• **Tasks for this exercise**:
(1) Using the page excerpt about Caleb's bed, explain why Caleb needed a new bed.
(2) From the page excerpt about Caleb's bed, set down word for word the passage that starts at "For at least" and ends after "on our promise.".

• **Page excerpt**:
※

For at least a month, Caleb has been saying that he needs a new bed. He’d gotten too big for the toddler bed he’s been using since the morning we woke up and realized that the reason he was in snuggling with us was because he’d climbed out of the crib and sauntered into our room. (This is a kid who started walking at nine months, when–let’s face it–children don’t have the brains god gave a doughnut. A ambulatory nine-month-old? Terrifying). The toddler bed fit neatly under Liam’s loft bed, in a kind of faux bunk-bed arrangement, which had worked nicely, until last month. We kept promising the new bed–we were busy and then we were away–but finally, the other day, we hauled ass out to Ikea in Red Hook to make good on our promise.

※

Collected data entries:

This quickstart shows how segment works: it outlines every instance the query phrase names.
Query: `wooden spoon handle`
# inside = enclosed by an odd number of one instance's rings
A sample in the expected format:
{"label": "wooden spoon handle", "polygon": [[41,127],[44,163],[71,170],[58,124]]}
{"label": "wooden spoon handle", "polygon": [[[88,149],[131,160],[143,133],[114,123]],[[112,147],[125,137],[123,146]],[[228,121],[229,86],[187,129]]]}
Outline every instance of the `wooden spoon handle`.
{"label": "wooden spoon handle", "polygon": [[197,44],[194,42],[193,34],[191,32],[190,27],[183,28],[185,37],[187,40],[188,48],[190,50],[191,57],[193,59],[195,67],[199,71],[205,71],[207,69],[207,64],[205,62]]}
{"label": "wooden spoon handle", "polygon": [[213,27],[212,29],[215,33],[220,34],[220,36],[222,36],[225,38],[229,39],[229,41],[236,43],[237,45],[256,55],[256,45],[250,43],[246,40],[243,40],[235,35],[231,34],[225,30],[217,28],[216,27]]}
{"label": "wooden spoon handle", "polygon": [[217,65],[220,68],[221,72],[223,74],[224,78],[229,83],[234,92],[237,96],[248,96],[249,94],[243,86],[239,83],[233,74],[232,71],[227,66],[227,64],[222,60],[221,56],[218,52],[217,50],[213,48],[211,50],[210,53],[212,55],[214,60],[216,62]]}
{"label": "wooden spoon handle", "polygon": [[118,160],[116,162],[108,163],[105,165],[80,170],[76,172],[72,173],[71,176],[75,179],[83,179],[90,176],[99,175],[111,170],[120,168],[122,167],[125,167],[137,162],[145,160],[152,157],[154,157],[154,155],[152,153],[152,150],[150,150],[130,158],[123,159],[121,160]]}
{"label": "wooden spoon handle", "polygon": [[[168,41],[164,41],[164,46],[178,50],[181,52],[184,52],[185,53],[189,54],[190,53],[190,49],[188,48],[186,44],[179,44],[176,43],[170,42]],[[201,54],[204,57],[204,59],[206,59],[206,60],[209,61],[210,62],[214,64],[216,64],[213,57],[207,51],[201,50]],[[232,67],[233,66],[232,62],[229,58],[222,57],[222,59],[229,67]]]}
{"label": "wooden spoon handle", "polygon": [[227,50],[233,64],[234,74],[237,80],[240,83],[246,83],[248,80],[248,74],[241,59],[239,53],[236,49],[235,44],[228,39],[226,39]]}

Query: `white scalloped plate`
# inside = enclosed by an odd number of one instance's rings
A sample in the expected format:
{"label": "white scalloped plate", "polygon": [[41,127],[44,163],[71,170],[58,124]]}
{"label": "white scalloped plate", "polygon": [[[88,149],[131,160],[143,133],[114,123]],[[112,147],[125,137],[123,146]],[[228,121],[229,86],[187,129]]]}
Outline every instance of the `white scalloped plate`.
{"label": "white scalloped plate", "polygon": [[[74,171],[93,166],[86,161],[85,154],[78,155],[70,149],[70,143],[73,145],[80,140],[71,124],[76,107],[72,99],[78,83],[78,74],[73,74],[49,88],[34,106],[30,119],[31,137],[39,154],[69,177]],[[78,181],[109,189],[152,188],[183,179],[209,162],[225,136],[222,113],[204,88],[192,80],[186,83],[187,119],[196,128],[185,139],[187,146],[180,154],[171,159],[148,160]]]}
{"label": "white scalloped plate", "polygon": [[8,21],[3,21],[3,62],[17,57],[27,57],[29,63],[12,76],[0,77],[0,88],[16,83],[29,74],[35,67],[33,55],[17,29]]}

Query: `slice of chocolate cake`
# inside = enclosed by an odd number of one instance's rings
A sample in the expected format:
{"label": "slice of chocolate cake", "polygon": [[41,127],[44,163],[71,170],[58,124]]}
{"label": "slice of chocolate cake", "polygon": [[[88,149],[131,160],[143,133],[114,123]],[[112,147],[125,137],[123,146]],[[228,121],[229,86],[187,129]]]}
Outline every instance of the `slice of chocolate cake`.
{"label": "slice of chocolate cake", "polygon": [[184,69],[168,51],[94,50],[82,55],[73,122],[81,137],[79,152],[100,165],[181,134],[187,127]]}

※

• **Responses by item number**:
(1) Caleb had gotten too big for his toddler bed. He had been using it since he climbed out of his crib and walked into his parents' room.

(2)
For at least a month, Caleb has been saying that he needs a new bed. He’d gotten too big for the toddler bed he’s been using since the morning we woke up and realized that the reason he was in snuggling with us was because he’d climbed out of the crib and sauntered into our room. (This is a kid who started walking at nine months, when–let’s face it–children don’t have the brains god gave a doughnut. A ambulatory nine-month-old? Terrifying). The toddler bed fit neatly under Liam’s loft bed, in a kind of faux bunk-bed arrangement, which had worked nicely, until last month. We kept promising the new bed–we were busy and then we were away–but finally, the other day, we hauled ass out to Ikea in Red Hook to make good on our promise.